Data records
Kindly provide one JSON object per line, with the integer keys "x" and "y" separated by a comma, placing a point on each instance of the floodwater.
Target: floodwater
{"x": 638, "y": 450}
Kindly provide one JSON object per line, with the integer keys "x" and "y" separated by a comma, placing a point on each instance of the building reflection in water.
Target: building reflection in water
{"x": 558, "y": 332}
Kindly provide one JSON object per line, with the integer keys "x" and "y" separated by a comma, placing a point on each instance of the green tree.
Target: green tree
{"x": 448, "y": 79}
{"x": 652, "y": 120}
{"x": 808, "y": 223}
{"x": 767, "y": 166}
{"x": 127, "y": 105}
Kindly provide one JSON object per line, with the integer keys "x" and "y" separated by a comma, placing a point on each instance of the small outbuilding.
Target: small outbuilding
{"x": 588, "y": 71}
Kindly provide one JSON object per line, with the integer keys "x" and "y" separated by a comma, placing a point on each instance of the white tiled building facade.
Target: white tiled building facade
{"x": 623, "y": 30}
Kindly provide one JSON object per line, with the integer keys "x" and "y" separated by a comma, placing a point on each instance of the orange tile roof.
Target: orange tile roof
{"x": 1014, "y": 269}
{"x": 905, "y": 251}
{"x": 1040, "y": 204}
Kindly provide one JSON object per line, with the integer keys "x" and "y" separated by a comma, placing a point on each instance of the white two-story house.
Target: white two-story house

#### [Activity]
Exact copies of all the records are required.

#### [Task output]
Kindly provide one JSON object per line, with the integer keys "x" and "y" separated by a comma, placing a point on each instance of the floodwater.
Target: floodwater
{"x": 638, "y": 450}
Kindly provide one JSON object per line, with the integer keys "x" and "y" separated by a comma, placing a point on each instance of the building reflection in water.
Target: building reflection in water
{"x": 558, "y": 332}
Kindly provide one JSON object per line, with the integer keys "x" and "y" separated by a comma, placing a point on each instance of the green tree.
Target: green tree
{"x": 448, "y": 79}
{"x": 652, "y": 120}
{"x": 808, "y": 223}
{"x": 767, "y": 166}
{"x": 127, "y": 105}
Kindly provide one JSON object per line, with the integer keys "x" and "y" separated by a comma, placing a point on each instance of the small outbuilding.
Target: small outbuilding
{"x": 588, "y": 71}
Kindly provide one JSON object per line, with the integer keys "x" and "y" separated by a comma, placing a point on each instance of the white tiled building facade.
Target: white tiled building facade
{"x": 623, "y": 30}
Kindly provide one JSON object per line, with the integer keys "x" and "y" separated by a comma, placing a point on each instance of the orange tile roof.
Target: orange tile roof
{"x": 1014, "y": 269}
{"x": 905, "y": 251}
{"x": 1040, "y": 204}
Kindly provide one JSON object per line, with the integer keys "x" and "y" separated by a comma, placing a point on each instance of the white two-story house.
Target: white two-story house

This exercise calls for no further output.